(Named-object pointing records)

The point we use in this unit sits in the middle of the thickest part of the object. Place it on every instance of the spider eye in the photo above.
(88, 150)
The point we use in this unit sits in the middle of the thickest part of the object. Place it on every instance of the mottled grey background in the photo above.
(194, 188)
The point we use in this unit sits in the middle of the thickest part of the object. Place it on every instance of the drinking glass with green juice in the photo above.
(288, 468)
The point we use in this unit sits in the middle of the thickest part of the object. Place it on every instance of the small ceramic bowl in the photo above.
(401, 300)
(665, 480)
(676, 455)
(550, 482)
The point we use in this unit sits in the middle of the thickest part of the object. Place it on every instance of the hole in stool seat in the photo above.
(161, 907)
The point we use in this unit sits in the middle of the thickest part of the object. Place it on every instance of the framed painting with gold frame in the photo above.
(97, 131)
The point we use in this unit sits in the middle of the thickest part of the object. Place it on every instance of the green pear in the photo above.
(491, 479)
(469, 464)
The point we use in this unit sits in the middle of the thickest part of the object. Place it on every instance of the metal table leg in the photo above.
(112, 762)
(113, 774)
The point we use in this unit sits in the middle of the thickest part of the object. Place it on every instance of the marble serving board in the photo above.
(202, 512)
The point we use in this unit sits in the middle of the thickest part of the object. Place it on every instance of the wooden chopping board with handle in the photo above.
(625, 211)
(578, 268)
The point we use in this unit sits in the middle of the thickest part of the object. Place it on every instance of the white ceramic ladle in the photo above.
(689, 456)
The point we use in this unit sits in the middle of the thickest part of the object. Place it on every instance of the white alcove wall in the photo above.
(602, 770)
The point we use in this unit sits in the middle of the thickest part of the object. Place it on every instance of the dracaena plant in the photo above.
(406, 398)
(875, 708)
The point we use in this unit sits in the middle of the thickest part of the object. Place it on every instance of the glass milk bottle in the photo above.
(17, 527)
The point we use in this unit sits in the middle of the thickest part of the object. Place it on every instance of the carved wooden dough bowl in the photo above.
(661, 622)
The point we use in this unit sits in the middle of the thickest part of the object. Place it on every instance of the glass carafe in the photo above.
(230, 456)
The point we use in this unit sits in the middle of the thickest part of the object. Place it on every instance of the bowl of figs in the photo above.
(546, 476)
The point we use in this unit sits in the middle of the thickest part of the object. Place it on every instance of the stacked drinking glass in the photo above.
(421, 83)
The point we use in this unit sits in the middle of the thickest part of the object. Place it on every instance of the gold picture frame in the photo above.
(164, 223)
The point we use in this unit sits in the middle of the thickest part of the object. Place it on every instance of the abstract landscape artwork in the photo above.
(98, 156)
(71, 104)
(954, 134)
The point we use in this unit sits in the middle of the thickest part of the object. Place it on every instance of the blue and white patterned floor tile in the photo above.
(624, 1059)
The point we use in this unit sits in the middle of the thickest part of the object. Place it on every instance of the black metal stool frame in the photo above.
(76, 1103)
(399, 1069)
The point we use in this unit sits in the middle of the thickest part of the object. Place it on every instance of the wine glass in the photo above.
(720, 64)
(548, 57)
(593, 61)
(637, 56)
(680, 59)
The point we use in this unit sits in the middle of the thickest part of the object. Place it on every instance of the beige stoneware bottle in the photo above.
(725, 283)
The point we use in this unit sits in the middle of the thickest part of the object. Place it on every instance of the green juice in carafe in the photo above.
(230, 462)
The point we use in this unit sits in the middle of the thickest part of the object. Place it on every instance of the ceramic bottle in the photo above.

What the task requires
In the records above, find the line containing "tile in the photo above."; please retype it and every line after it through the last line, exactly and with nothing else.

Result for this exercise
The point we use in this unit sits in the middle of the thickest part of the object. Place it on every instance of the blue and white patterned floor tile in the photo above.
(624, 1059)
The point we use in this unit sits in the middle of the thickest part of the object. Place it on every instance of the black metal stool frame in the photo above.
(76, 1103)
(399, 1069)
The point we use in this unit sits in the middle of the thickest part of the object. Place it on every instance of the wine glass in the photo above.
(720, 64)
(548, 57)
(593, 61)
(637, 56)
(680, 59)
The point we use in this unit sits in the middle of the thickest part of the object. Place it on every instance of the beige stoneware bottle in the photo above.
(725, 283)
The point we use in this unit sits in the middle of the thickest part of the object. Place it on every instance of the green juice in carafe in the photo above.
(230, 462)
The point we use in this unit sits in the middle of the thickest part of the object. Place it on every instance of the ceramic bottle in the photo above.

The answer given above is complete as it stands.